Start

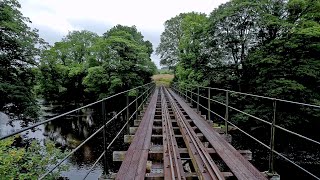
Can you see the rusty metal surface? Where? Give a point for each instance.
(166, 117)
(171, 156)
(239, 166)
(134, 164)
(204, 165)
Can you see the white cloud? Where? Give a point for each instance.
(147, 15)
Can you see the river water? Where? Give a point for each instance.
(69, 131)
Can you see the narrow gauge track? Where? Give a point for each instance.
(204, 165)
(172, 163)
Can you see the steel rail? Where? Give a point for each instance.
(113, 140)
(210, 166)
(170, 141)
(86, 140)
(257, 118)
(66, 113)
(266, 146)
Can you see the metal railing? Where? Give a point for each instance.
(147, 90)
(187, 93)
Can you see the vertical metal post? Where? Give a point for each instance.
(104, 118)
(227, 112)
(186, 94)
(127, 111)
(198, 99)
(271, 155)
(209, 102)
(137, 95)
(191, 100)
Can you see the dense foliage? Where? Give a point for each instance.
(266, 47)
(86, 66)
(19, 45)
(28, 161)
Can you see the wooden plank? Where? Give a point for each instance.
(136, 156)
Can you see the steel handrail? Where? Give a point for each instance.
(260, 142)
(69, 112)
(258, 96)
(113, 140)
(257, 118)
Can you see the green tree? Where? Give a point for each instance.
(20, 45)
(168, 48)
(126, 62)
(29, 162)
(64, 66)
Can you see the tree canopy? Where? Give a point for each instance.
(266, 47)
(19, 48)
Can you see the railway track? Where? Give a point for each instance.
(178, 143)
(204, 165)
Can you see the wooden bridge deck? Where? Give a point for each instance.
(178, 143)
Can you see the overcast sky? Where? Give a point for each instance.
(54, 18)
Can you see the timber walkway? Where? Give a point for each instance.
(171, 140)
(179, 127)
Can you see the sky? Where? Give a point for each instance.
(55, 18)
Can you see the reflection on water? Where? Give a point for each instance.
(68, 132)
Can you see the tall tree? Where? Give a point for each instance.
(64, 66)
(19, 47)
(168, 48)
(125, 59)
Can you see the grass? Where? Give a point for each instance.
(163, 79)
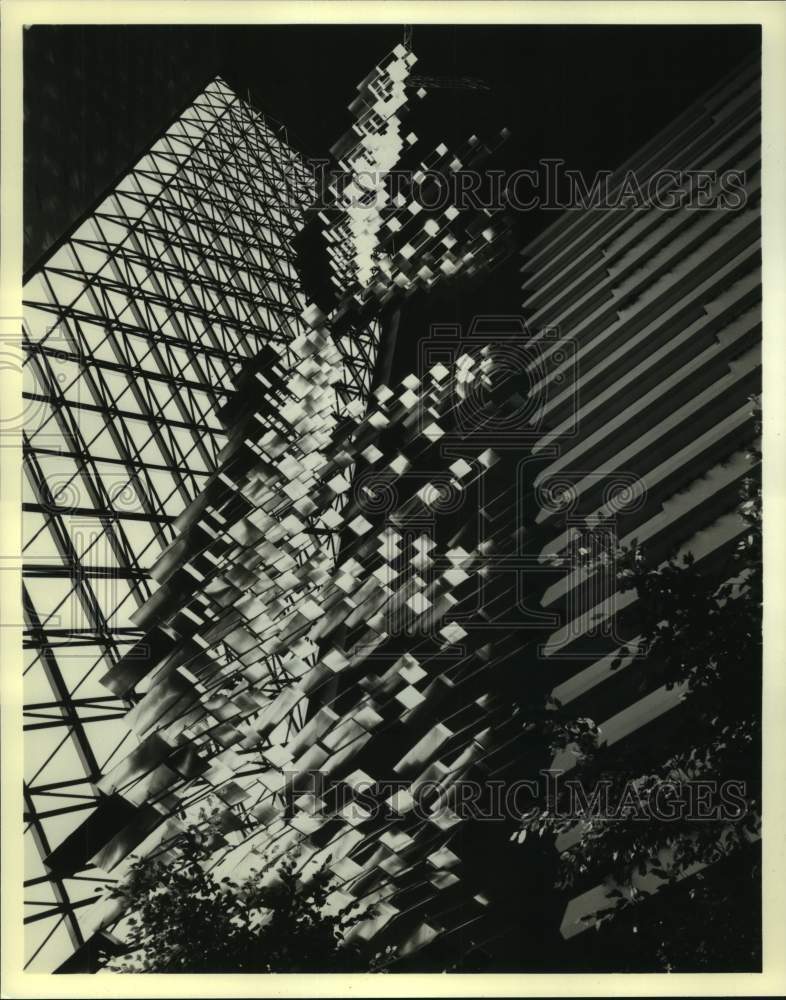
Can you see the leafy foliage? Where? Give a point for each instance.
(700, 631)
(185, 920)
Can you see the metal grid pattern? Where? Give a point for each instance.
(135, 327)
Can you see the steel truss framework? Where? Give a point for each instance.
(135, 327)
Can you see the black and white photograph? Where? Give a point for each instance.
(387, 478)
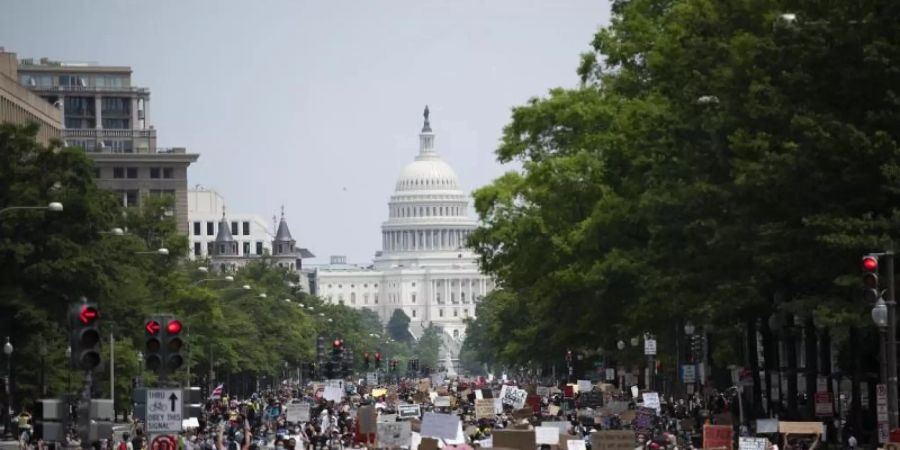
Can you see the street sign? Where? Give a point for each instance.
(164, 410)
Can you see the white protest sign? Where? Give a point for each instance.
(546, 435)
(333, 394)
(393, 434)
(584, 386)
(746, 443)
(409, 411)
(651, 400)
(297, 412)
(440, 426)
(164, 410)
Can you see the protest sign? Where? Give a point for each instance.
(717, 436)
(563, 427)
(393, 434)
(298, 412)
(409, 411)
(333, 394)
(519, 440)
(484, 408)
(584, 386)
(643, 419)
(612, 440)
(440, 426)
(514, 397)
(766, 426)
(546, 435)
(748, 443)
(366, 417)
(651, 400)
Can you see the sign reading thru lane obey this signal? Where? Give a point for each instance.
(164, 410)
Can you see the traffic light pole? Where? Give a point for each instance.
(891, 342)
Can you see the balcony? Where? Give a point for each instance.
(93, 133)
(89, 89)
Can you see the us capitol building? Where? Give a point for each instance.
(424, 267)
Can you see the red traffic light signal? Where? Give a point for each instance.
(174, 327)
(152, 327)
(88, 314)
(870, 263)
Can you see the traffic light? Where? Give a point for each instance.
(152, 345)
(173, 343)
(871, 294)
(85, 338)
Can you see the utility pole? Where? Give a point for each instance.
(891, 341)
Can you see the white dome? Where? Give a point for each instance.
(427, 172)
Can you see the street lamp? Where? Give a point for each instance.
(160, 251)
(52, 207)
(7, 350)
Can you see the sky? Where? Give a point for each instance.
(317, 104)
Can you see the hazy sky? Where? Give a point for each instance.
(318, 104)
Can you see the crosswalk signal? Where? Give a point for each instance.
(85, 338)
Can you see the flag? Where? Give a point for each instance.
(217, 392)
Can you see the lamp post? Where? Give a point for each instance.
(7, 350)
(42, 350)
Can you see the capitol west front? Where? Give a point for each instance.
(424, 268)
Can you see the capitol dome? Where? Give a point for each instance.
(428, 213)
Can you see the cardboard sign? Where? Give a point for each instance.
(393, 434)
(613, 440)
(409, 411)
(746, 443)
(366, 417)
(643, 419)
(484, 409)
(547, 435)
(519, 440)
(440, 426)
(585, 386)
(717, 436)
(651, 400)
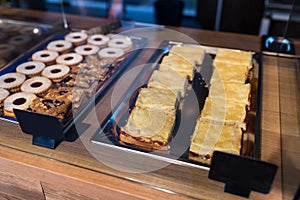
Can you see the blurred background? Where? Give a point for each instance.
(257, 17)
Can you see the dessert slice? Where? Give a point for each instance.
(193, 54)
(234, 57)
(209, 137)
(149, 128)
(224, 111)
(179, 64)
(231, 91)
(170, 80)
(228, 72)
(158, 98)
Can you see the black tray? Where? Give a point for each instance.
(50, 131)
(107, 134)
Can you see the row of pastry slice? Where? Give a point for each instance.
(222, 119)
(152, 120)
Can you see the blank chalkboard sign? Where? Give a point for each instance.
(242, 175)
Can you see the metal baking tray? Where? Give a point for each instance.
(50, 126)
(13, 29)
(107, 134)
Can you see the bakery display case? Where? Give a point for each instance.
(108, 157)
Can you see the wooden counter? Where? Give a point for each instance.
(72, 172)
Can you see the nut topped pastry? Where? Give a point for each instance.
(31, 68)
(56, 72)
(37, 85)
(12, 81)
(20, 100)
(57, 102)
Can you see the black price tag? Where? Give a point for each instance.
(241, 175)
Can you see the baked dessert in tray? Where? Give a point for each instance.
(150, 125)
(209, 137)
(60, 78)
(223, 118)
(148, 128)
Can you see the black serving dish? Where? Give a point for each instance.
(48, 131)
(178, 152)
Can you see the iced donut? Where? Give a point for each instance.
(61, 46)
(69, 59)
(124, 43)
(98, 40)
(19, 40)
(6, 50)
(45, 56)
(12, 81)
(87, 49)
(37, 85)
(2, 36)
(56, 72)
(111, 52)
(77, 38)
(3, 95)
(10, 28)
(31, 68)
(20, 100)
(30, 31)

End
Start

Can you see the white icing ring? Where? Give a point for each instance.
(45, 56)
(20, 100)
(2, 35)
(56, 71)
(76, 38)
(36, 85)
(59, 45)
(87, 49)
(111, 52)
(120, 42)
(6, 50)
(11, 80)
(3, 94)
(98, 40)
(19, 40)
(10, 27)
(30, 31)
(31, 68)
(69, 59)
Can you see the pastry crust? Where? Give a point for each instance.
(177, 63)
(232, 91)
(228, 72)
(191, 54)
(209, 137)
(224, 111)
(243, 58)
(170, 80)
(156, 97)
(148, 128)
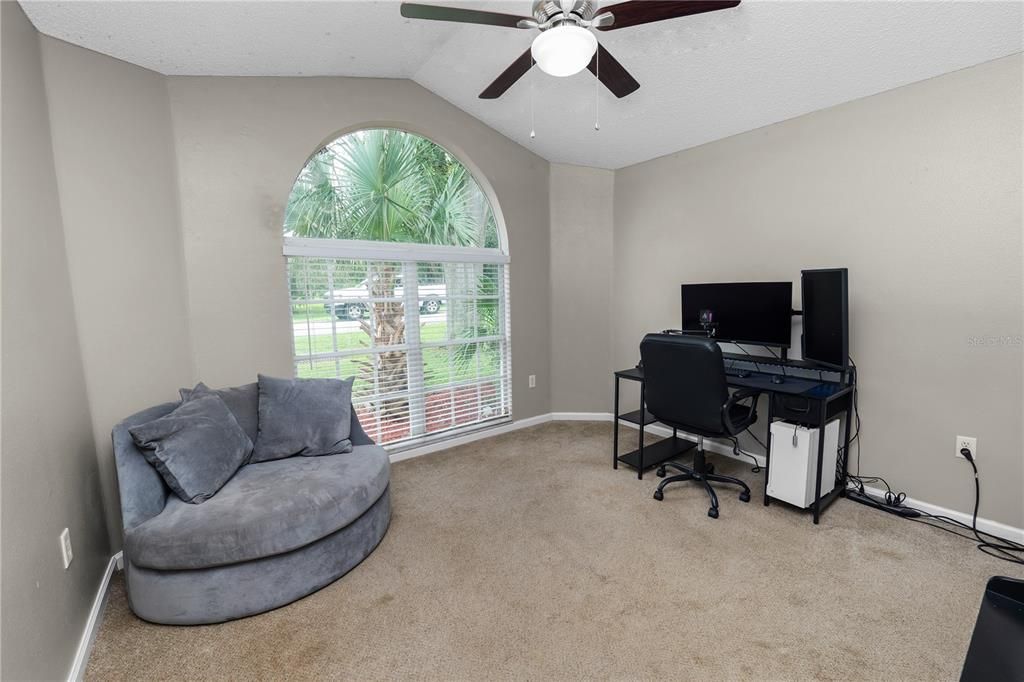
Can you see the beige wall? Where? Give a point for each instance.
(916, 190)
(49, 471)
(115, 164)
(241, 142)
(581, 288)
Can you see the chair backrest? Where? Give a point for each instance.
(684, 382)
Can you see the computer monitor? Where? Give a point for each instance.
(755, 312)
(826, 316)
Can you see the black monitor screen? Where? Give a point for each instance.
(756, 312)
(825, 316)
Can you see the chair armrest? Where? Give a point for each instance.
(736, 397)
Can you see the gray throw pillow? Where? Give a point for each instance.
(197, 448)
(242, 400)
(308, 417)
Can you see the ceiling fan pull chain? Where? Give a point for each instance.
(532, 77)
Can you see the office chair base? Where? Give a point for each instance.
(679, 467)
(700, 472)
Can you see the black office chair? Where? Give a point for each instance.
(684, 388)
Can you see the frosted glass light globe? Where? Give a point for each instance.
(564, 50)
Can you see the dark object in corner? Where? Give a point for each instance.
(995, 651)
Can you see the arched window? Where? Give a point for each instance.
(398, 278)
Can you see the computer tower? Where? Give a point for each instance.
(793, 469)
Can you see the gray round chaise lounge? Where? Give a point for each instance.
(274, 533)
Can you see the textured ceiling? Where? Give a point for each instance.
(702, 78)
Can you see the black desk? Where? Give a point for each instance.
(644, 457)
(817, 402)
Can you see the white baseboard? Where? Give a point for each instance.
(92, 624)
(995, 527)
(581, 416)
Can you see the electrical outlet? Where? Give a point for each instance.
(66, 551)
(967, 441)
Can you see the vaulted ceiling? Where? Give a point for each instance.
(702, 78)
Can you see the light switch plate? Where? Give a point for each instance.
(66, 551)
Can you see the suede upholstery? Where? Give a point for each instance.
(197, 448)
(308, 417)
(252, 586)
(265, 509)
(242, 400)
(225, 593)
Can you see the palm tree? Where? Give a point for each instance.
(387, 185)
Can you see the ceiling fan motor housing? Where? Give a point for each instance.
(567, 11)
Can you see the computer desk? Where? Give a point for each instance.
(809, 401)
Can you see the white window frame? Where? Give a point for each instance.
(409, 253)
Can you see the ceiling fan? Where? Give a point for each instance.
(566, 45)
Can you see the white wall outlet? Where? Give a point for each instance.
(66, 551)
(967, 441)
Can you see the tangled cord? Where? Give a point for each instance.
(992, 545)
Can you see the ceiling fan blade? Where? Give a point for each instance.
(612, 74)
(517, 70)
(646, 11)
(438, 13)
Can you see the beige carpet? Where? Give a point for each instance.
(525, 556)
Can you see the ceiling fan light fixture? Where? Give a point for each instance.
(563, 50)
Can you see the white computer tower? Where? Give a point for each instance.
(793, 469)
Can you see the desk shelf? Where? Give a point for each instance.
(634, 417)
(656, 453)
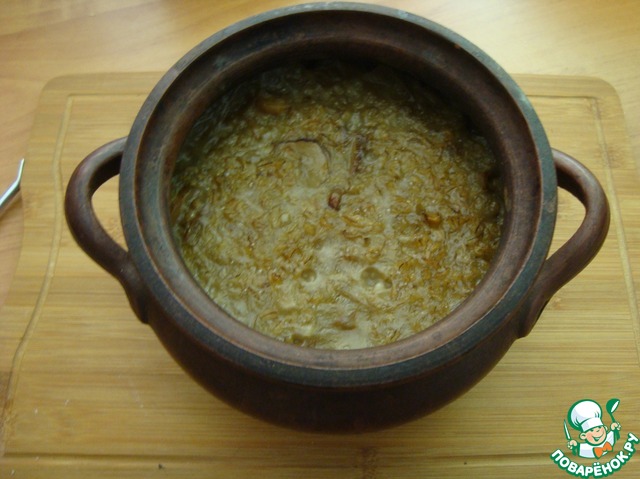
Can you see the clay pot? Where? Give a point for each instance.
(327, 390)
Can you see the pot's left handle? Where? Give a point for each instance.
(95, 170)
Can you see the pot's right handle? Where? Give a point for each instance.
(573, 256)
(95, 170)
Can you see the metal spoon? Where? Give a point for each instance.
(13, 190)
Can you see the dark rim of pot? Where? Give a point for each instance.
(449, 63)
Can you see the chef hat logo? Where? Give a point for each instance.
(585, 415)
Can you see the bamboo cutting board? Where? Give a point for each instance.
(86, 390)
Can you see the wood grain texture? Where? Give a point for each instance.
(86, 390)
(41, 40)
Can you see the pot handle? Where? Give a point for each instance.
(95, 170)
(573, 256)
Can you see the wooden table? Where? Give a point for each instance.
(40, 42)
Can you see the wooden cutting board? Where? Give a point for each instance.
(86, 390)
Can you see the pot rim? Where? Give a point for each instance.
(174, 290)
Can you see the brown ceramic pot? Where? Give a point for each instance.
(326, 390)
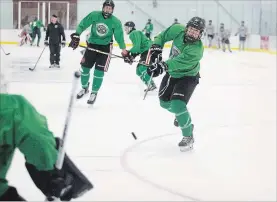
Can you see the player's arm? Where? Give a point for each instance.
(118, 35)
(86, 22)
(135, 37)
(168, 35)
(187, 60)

End
Start

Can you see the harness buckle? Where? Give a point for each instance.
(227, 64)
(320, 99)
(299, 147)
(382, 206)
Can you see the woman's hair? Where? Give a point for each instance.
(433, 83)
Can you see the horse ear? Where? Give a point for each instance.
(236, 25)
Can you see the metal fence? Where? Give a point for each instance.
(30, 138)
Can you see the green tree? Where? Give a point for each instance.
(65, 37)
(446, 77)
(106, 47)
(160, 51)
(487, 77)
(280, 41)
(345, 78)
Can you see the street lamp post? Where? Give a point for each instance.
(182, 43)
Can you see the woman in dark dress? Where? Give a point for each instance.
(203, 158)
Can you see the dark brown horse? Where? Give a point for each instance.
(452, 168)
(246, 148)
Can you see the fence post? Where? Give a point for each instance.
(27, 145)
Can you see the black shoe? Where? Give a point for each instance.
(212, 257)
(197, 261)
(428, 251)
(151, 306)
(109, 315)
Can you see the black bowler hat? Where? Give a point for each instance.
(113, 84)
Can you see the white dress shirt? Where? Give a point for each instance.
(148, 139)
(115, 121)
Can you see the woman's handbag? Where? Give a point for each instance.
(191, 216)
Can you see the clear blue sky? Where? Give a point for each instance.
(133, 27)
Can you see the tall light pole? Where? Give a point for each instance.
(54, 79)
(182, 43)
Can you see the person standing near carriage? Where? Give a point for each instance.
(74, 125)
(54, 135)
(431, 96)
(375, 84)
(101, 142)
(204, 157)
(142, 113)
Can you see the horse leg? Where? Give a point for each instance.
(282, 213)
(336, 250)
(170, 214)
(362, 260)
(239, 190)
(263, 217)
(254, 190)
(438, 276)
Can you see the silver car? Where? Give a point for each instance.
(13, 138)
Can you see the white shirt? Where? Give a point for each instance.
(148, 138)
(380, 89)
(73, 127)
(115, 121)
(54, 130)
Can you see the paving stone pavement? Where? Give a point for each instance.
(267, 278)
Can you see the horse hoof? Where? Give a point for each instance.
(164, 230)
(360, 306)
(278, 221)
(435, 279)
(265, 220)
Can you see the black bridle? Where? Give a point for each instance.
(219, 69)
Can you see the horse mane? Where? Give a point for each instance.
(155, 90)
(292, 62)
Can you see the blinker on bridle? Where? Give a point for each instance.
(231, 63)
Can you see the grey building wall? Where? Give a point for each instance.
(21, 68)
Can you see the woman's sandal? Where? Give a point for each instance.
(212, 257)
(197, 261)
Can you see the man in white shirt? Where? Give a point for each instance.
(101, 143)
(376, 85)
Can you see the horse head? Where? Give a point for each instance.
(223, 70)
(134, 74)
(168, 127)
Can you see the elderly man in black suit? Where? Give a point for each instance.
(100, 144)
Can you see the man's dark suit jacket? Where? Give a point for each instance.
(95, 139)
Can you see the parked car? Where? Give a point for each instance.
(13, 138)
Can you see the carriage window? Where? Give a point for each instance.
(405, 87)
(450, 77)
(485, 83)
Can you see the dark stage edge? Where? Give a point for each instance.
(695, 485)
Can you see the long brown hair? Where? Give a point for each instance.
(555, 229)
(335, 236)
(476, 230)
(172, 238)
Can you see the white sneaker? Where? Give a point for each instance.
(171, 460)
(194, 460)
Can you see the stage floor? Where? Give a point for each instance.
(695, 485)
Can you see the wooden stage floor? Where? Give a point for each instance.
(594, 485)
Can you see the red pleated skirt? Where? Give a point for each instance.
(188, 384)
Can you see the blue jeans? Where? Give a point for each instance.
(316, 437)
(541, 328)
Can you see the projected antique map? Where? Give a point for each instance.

End

### Problem
Can you express the items in the part that opens with the line containing "Can you see the woman's sandal?" and closes with the line containing "Can you see the projected" as a Markdown table, with a Row column numbering each line and a Line column holding it, leaving out any blank lines?

### Output of the task
| Row | Line |
|---|---|
| 1 | Can you see the woman's sandal? Where? Give a point for each instance. |
| 2 | (212, 257) |
| 3 | (197, 261) |
| 4 | Can you see the man in white shirt? Where? Give a point for each instance. |
| 5 | (101, 143) |
| 6 | (376, 85) |
| 7 | Can you see the horse head? Where? Give a point for each instance. |
| 8 | (223, 70) |
| 9 | (134, 74) |
| 10 | (168, 127) |
| 11 | Can you see the elderly man in black suit? Where? Give a point for each instance. |
| 12 | (100, 144) |
| 13 | Can you see the man's dark suit jacket? Where? Give a point for each instance. |
| 14 | (95, 139) |
| 15 | Can you see the parked car? Where? Give a point for each instance. |
| 16 | (13, 138) |
| 17 | Can you see the carriage window? Where? Give a point for each instance. |
| 18 | (405, 87) |
| 19 | (450, 77) |
| 20 | (485, 83) |
| 21 | Can you see the dark stage edge? Where? Give a point for each instance. |
| 22 | (695, 485) |
| 23 | Can you see the long brown hair? Where? Give a point for each instance. |
| 24 | (555, 229) |
| 25 | (335, 236) |
| 26 | (476, 230) |
| 27 | (172, 238) |
| 28 | Can you see the white sneaker? Where? Give a point for each instance. |
| 29 | (171, 460) |
| 30 | (194, 460) |
| 31 | Can you see the stage floor? Where? Give a point for each instance. |
| 32 | (695, 485) |
| 33 | Can you see the wooden stage floor? Where? Give a point for each instance. |
| 34 | (594, 485) |
| 35 | Can you see the red pleated skirt? Where? Give a point for each instance. |
| 36 | (188, 384) |
| 37 | Can you see the blue jeans? Where? Give a point for each instance. |
| 38 | (316, 437) |
| 39 | (541, 328) |
| 40 | Can you see the projected antique map? Where? Give a point for each instance. |